* _EXTRACTED DATA_:
►
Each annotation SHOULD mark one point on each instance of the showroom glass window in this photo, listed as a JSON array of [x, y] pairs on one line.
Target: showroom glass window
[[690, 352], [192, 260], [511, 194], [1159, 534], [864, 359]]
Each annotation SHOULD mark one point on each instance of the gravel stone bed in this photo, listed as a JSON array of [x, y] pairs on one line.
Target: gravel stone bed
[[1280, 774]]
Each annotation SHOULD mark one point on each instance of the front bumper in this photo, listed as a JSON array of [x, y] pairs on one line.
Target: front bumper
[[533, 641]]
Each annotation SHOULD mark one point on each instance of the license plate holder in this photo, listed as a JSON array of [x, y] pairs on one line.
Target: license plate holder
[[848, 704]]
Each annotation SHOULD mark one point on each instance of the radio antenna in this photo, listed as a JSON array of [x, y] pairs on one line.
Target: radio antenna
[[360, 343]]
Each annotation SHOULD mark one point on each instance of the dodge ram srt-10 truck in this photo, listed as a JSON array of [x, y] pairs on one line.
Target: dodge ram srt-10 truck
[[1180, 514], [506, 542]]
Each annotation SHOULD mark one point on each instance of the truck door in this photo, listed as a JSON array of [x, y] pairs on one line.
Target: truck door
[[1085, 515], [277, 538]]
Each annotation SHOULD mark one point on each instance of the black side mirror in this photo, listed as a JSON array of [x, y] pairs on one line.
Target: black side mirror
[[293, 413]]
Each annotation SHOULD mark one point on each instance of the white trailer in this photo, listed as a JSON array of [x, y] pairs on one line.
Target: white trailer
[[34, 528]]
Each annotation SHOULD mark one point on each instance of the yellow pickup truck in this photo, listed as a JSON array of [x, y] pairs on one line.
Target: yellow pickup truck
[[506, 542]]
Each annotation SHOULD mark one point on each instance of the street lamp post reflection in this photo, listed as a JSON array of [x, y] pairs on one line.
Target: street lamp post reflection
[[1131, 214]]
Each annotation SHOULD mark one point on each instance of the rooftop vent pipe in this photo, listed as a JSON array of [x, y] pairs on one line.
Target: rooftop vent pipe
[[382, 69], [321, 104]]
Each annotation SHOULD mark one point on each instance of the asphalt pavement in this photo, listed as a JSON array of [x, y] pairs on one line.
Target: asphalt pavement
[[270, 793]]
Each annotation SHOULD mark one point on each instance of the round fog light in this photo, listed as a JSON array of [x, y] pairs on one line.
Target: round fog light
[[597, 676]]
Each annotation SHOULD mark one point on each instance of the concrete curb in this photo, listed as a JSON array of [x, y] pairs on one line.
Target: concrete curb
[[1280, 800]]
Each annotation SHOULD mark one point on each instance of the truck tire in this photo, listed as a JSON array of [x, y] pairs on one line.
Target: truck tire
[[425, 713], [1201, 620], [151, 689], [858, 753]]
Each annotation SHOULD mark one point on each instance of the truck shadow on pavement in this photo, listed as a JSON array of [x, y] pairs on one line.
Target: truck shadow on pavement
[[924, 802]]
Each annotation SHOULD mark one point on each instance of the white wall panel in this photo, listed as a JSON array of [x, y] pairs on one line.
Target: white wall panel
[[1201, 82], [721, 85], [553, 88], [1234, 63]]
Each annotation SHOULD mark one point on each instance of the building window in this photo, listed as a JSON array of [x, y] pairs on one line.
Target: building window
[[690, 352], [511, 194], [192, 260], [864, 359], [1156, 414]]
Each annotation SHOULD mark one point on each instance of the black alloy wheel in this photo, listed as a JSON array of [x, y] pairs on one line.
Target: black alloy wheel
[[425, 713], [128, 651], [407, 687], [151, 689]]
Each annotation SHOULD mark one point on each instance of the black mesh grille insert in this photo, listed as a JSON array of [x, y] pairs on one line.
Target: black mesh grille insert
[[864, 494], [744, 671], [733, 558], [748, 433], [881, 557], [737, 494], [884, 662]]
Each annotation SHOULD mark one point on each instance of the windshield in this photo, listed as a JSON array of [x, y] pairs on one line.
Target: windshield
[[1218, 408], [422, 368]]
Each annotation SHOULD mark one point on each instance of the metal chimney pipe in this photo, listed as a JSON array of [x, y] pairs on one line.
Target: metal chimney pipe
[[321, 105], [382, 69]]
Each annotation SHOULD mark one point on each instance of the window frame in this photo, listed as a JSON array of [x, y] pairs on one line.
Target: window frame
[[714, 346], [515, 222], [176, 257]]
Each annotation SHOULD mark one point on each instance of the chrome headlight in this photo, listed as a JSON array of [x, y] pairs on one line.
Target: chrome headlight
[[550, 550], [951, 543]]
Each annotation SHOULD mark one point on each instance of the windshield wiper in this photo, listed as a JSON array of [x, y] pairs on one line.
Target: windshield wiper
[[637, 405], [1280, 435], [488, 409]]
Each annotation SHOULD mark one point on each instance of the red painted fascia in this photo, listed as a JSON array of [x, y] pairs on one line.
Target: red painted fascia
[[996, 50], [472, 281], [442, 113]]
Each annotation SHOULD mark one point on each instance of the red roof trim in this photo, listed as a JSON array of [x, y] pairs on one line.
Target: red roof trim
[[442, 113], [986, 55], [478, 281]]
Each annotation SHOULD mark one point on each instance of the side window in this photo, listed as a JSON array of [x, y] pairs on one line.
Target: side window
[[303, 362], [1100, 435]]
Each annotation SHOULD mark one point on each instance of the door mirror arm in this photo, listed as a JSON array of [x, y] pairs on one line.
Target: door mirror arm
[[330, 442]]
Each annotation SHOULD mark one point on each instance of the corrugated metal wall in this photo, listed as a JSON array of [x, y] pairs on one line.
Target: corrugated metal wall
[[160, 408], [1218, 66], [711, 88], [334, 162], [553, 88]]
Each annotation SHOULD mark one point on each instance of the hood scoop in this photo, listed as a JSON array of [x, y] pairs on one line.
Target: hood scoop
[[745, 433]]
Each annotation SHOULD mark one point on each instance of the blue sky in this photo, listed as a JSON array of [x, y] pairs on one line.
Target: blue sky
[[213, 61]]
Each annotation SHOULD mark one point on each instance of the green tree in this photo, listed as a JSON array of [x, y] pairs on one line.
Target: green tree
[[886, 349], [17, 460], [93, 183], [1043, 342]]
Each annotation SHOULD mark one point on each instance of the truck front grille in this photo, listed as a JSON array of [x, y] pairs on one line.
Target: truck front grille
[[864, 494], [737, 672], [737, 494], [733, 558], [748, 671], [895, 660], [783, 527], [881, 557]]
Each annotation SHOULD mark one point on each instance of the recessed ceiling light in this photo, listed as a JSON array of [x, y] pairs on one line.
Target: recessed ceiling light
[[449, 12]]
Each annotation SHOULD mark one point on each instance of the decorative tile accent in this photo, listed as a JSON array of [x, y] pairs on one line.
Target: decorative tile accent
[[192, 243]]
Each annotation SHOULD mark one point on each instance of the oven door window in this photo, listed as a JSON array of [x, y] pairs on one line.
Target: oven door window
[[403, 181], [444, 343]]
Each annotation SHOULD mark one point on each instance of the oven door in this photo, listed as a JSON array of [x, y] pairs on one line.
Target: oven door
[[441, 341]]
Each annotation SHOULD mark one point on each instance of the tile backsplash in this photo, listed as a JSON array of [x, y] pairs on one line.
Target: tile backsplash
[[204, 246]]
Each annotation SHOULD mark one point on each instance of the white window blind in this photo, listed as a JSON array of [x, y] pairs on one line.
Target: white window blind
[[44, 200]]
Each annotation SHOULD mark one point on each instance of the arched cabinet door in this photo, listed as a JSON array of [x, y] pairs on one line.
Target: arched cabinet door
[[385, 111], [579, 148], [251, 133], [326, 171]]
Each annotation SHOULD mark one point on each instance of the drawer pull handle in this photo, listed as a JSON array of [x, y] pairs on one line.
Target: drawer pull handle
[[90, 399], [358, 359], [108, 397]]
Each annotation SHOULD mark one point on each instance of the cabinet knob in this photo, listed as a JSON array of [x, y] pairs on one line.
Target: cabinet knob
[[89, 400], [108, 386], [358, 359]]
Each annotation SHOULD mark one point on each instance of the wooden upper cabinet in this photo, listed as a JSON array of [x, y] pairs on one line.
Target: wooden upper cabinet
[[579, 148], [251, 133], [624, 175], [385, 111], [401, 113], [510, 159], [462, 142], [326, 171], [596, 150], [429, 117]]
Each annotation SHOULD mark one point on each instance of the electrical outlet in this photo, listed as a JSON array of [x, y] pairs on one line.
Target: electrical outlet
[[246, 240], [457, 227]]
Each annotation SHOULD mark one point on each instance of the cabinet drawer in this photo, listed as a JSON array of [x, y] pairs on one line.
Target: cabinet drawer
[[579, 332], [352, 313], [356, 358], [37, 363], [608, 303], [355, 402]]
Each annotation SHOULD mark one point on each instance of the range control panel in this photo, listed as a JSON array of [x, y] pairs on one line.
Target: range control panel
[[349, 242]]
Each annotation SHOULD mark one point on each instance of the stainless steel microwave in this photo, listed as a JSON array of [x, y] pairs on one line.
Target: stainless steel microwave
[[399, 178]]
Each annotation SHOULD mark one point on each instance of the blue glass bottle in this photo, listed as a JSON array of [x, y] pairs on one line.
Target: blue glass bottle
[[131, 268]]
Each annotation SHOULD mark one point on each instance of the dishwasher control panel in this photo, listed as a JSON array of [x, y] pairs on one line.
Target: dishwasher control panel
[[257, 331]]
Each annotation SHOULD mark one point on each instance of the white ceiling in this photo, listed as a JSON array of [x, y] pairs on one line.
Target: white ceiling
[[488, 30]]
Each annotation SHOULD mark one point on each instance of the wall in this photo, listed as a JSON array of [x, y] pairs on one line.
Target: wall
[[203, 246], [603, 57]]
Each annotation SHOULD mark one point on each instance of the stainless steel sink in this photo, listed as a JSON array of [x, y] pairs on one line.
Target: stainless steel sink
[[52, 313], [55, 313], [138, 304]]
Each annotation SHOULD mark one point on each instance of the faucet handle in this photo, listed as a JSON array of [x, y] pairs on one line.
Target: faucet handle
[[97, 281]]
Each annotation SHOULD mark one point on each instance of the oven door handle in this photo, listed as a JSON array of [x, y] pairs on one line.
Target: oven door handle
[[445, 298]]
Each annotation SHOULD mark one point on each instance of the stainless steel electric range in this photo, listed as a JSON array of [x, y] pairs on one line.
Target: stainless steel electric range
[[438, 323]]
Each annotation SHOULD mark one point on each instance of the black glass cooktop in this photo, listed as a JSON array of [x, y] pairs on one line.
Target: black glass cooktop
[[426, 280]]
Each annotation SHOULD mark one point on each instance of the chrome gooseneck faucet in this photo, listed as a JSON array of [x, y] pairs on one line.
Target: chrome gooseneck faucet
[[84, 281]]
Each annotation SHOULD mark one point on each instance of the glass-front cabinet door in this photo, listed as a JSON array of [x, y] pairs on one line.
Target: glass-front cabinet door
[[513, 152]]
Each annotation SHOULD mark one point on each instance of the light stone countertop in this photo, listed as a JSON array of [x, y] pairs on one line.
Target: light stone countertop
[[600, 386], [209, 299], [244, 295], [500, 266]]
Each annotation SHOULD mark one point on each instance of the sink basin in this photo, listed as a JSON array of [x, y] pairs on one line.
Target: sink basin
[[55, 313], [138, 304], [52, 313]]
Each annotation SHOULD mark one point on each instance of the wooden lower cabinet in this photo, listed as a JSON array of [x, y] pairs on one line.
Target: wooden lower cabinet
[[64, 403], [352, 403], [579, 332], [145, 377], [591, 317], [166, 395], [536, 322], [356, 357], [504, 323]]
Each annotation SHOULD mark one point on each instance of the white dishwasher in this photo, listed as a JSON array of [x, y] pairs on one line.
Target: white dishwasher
◄
* _WHAT THE TASK ASKS_: Switch "oven" to "stove" in the part of the material that opens with the line containing "door handle in" and closes with the line containing "[[445, 298]]". Give back only those lines, with nothing else changed.

* _WRITTEN SOLUTION_:
Each annotation SHOULD mark one point on each instance of the stove door handle in this photo, listed as a JSON array of [x, y] pairs on one line.
Target: stove door handle
[[445, 298]]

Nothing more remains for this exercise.